Reproduce the Baghdad letter below word for word, from its heading through its final sentence.

:: SOURCE ::

<<<<

214. Letter From the Chief of the Interests Section in Baghdad (Lowrie) to the Director of the Office of Lebanon, Jordan, Syrian Arab Republic, and Iraq Affairs, Bureau of Near Eastern and South Asian Affairs (Korn)1

Dear David:

Thank you for the reassuring letter of April 13 concerning Tehran’s concern over our diplomatic offensive in Baghdad!2 Tehran should be comforted by the negative Iraqi position on overflights and the visit of the Regional Geographic Attaché. I read your letter in Beirut on my way to Tehran and because of it felt considerably more confident in discussing Iraq with Ambassador Helms and Co. I think Tehran now accepts that any modest progress we can make here will not cause problems with Iran. This still leaves us on square one with Iraq and, I must admit, that recent Iraqi actions have again made clear their unwillingness to take any action that hints at improved relations. In the circumstances, I believe we have no choice but to back off for the time being.

With regard to terrorism, I do not object to making written démarches and pressing them in other ways. There may even be some advantage in requesting their cooperation, for example, in tracing Mr. Jawary.3 Any refusal to cooperate would be tantamount to an admission of official support for terrorist activities.

I spoke up twice at the Chief-of-Mission conference.4 The first time to make the point that Iraq was not a principal protagonist in the Arab-Israeli conflict, the conference agenda notwithstanding. I mentioned that Iraq was devoting no substantial resources to the cause, it had no interests at stake, and it seemed to be pursuing a “no risks” policy toward Israel. Iraq should, however, be taken into account in dealing with the problem because its aspirations for Arab leadership and the deep, emotional anti-Israeli sentiment of its leaders mean that it will continue substantial support to Palestinian extremist groups. This [Page 622] could certainly have a spoiler effect. In addition, growing Iraqi capability to use the fedayeen against other Arabs may become even more troublesome.

>>>>

:: ENTRIES ::
<<<<

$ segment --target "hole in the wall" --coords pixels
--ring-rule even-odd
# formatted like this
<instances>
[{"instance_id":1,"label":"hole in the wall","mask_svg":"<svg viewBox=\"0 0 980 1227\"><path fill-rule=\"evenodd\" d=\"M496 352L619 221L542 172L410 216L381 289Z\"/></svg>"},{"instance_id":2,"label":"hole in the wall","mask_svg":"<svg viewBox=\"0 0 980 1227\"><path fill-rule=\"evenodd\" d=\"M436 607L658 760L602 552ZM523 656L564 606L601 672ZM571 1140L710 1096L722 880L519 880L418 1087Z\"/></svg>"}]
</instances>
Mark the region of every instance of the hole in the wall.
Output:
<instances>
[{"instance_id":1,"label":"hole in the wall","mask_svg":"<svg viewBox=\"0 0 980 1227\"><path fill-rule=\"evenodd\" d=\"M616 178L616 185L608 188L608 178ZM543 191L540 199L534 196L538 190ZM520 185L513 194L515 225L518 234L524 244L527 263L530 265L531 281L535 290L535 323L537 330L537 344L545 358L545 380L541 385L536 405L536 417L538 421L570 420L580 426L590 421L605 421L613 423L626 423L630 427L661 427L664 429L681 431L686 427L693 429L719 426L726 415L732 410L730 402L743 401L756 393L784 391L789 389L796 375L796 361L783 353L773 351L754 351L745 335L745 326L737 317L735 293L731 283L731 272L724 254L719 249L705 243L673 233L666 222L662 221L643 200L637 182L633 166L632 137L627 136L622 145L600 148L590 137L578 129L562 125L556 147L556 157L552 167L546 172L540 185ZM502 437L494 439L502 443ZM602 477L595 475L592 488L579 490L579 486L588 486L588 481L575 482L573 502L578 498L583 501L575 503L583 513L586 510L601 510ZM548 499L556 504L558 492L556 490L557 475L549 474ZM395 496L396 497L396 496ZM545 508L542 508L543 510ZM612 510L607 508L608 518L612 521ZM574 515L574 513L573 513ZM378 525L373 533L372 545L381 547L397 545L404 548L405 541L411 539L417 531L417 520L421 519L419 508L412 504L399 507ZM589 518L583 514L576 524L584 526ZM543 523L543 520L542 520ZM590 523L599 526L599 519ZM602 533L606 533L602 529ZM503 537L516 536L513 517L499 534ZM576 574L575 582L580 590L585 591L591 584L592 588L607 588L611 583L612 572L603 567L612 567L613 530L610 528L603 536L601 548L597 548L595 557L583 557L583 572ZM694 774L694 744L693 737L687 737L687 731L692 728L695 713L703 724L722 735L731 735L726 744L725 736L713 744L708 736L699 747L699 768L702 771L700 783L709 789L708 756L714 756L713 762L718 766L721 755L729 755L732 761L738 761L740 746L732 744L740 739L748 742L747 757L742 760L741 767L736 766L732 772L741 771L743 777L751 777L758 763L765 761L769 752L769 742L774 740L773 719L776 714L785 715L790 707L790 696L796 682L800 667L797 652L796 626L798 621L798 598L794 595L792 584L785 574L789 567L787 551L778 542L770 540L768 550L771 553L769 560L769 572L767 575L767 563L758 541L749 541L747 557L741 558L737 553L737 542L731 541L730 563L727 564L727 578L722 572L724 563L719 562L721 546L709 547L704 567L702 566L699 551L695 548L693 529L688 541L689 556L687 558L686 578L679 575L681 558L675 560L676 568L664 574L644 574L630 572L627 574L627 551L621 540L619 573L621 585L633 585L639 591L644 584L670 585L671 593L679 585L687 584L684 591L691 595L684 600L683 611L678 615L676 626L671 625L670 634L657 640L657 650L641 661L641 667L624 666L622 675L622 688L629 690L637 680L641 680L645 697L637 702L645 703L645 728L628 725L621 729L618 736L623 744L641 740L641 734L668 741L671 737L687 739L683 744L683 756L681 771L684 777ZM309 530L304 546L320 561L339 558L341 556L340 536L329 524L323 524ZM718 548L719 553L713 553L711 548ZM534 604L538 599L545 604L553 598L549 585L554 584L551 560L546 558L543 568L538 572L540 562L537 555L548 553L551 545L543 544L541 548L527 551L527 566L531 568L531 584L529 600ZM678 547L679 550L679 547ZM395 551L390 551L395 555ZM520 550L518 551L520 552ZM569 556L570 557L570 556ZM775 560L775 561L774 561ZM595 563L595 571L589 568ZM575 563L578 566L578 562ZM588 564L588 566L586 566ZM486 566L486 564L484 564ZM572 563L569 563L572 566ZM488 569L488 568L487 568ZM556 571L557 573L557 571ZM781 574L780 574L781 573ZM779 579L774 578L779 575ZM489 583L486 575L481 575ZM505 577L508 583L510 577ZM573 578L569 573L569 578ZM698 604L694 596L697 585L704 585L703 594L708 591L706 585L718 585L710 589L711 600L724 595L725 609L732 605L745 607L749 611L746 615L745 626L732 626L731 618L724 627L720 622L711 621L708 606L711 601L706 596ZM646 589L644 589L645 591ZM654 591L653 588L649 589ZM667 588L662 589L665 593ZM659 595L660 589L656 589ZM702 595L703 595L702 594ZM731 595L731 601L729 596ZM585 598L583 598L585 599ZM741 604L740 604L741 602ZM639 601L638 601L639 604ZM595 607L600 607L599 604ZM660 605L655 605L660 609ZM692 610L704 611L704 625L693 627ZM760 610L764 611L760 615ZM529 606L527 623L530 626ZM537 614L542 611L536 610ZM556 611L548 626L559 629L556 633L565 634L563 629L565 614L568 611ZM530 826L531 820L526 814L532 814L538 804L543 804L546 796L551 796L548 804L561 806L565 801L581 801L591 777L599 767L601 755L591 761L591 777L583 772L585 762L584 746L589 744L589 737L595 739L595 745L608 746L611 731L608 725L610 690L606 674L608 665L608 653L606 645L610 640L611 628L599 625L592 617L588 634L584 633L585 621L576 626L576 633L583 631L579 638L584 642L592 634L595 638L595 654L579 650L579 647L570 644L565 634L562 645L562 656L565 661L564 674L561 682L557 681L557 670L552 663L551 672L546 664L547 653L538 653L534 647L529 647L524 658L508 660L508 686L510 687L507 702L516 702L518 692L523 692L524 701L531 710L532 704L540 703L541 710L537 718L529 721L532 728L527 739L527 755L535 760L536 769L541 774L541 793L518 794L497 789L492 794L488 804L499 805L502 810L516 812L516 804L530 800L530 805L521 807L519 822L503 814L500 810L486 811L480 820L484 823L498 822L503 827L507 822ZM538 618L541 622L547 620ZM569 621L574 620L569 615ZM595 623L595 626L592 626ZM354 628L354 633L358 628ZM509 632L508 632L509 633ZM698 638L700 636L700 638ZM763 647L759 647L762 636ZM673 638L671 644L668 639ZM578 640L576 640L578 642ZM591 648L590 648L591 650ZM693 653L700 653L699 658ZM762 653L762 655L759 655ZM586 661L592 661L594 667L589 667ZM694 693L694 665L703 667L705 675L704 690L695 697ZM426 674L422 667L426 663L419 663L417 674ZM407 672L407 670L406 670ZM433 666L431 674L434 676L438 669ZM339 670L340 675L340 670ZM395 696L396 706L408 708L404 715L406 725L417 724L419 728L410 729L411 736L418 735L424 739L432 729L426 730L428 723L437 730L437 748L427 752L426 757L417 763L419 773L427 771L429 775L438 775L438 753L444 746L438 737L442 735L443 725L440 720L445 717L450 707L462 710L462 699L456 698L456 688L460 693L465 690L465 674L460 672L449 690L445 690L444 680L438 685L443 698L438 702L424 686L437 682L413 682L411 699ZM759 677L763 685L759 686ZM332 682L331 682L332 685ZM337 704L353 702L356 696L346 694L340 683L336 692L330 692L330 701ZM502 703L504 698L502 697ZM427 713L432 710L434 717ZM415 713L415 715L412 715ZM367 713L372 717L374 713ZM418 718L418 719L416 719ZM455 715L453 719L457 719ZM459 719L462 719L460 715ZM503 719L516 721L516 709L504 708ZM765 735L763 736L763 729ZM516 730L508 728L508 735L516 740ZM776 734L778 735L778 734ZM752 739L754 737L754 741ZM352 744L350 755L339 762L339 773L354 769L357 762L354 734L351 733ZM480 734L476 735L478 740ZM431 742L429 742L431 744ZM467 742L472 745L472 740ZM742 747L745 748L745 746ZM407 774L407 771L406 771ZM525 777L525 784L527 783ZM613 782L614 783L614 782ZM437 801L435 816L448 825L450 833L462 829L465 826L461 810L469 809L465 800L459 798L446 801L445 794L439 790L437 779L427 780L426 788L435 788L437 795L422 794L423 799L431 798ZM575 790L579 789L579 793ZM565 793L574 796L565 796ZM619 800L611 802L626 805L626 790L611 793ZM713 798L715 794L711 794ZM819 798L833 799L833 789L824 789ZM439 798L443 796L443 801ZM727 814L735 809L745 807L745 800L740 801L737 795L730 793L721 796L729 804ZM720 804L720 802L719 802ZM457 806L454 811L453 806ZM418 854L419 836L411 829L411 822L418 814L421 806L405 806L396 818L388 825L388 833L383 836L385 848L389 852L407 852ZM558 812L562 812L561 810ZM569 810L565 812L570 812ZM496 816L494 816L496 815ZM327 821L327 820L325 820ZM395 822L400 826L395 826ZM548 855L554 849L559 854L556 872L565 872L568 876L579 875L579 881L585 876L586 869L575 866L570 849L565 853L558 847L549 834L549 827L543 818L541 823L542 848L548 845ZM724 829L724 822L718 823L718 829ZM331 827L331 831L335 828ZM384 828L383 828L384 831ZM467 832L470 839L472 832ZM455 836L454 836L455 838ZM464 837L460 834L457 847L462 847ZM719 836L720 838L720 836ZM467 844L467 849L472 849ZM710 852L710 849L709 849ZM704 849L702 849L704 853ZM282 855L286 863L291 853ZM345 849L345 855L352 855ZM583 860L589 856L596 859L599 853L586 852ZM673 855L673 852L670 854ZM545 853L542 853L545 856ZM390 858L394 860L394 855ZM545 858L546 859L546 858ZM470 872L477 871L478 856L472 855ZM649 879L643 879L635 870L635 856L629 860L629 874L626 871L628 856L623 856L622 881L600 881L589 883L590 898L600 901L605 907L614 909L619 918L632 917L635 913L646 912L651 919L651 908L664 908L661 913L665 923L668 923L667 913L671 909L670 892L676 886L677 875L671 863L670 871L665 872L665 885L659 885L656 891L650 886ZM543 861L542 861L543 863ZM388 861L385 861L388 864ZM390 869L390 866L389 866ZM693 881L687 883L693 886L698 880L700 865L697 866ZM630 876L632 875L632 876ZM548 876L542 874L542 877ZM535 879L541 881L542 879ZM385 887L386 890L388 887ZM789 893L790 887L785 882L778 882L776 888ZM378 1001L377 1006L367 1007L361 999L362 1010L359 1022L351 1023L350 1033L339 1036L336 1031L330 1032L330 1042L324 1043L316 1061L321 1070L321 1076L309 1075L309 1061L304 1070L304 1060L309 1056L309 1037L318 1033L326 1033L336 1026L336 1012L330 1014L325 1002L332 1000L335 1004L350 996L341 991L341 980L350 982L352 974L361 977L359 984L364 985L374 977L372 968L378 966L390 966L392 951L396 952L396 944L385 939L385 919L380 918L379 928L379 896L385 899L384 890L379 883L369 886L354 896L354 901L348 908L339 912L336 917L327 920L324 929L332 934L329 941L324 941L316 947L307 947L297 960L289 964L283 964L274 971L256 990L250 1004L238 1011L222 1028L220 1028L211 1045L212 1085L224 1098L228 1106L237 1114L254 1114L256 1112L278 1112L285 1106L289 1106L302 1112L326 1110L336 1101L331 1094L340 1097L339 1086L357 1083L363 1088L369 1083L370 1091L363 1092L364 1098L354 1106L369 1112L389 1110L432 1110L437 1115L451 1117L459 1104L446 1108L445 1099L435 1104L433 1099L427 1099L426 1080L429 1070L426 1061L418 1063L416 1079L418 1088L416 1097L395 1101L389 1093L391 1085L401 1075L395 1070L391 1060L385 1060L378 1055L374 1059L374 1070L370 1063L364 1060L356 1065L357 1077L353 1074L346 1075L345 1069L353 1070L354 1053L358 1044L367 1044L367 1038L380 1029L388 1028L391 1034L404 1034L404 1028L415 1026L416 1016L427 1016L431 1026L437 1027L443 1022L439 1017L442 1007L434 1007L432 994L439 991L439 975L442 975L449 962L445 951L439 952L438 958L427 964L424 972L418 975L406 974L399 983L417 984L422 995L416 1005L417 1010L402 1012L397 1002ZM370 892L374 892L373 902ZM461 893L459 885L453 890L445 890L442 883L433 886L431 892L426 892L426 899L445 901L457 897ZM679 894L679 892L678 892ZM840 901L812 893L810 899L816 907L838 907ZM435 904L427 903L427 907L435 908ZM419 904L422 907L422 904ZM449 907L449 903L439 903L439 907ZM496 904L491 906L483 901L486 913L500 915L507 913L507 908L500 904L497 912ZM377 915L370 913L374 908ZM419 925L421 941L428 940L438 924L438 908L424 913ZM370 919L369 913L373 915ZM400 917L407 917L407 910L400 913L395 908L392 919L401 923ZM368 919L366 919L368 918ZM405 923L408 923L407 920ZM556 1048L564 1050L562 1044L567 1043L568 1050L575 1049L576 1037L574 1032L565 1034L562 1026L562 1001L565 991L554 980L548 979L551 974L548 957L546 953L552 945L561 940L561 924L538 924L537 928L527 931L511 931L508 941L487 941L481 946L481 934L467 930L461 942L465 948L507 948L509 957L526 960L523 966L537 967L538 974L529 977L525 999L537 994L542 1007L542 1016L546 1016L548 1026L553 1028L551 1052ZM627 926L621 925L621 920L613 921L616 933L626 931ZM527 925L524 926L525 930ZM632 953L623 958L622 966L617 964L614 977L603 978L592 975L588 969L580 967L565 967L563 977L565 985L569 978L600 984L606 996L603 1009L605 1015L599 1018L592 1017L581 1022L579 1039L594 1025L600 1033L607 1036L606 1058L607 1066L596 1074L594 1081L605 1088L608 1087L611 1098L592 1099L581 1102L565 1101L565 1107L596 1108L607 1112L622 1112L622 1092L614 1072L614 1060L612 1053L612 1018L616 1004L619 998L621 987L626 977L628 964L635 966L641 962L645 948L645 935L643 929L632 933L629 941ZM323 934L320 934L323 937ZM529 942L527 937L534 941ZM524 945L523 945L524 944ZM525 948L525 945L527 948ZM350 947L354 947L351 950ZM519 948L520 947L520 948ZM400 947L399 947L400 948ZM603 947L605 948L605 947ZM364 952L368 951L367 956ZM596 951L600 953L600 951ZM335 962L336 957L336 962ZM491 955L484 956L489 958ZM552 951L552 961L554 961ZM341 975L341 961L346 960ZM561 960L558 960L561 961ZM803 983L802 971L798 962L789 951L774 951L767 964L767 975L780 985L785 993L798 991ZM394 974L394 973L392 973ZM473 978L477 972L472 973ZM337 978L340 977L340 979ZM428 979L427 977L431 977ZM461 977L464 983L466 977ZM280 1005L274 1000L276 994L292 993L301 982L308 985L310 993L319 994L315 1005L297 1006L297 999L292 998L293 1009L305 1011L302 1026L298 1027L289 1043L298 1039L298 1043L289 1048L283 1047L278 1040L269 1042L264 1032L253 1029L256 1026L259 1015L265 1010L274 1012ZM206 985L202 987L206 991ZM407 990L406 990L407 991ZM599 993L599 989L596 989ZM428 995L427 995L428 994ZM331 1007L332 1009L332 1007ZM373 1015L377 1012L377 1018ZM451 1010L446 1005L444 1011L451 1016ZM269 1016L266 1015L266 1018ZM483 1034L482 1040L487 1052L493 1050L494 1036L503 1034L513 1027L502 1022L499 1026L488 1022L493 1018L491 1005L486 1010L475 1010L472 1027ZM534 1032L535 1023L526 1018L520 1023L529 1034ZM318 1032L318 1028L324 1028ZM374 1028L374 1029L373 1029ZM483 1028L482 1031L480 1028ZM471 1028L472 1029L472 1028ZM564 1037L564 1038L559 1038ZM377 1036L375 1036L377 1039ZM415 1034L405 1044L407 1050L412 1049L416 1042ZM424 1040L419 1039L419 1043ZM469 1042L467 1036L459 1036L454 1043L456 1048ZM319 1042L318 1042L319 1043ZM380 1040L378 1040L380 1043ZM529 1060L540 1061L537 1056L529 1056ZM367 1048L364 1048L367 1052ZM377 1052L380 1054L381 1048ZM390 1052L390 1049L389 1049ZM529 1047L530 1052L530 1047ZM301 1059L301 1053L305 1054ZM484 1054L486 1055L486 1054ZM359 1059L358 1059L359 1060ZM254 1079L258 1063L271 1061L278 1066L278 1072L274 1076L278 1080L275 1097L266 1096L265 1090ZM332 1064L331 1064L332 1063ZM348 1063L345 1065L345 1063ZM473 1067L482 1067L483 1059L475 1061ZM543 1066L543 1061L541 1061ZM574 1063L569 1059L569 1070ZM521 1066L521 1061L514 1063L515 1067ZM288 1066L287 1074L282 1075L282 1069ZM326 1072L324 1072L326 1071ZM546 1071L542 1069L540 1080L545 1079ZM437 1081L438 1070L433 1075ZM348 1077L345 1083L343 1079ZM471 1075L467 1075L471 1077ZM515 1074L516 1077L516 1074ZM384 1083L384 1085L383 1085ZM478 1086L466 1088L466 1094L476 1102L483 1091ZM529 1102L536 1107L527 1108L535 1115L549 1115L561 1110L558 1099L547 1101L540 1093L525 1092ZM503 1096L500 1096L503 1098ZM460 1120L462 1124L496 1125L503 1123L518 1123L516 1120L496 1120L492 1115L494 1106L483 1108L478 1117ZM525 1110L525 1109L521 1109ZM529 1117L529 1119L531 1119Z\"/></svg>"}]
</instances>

>>>>

:: TASK RESPONSE ::
214. Letter From the Chief of the Interests Section in Baghdad (Lowrie) to the Director of the Office of Lebanon, Jordan, Syrian Arab Republic, and Iraq Affairs, Bureau of Near Eastern and South Asian Affairs (Korn)1

Dear David:

Thank you for the reassuring letter of April 13 concerning Tehran’s concern over our diplomatic offensive in Baghdad!2 Tehran should be comforted by the negative Iraqi position on overflights and the visit of the Regional Geographic Attaché. I read your letter in Beirut on my way to Tehran and because of it felt considerably more confident in discussing Iraq with Ambassador Helms and Co. I think Tehran now accepts that any modest progress we can make here will not cause problems with Iran. This still leaves us on square one with Iraq and, I must admit, that recent Iraqi actions have again made clear their unwillingness to take any action that hints at improved relations. In the circumstances, I believe we have no choice but to back off for the time being.

With regard to terrorism, I do not object to making written démarches and pressing them in other ways. There may even be some advantage in requesting their cooperation, for example, in tracing Mr. Jawary.3 Any refusal to cooperate would be tantamount to an admission of official support for terrorist activities.

I spoke up twice at the Chief-of-Mission conference.4 The first time to make the point that Iraq was not a principal protagonist in the Arab-Israeli conflict, the conference agenda notwithstanding. I mentioned that Iraq was devoting no substantial resources to the cause, it had no interests at stake, and it seemed to be pursuing a “no risks” policy toward Israel. Iraq should, however, be taken into account in dealing with the problem because its aspirations for Arab leadership and the deep, emotional anti-Israeli sentiment of its leaders mean that it will continue substantial support to Palestinian extremist groups. This [Page 622] could certainly have a spoiler effect. In addition, growing Iraqi capability to use the fedayeen against other Arabs may become even more troublesome.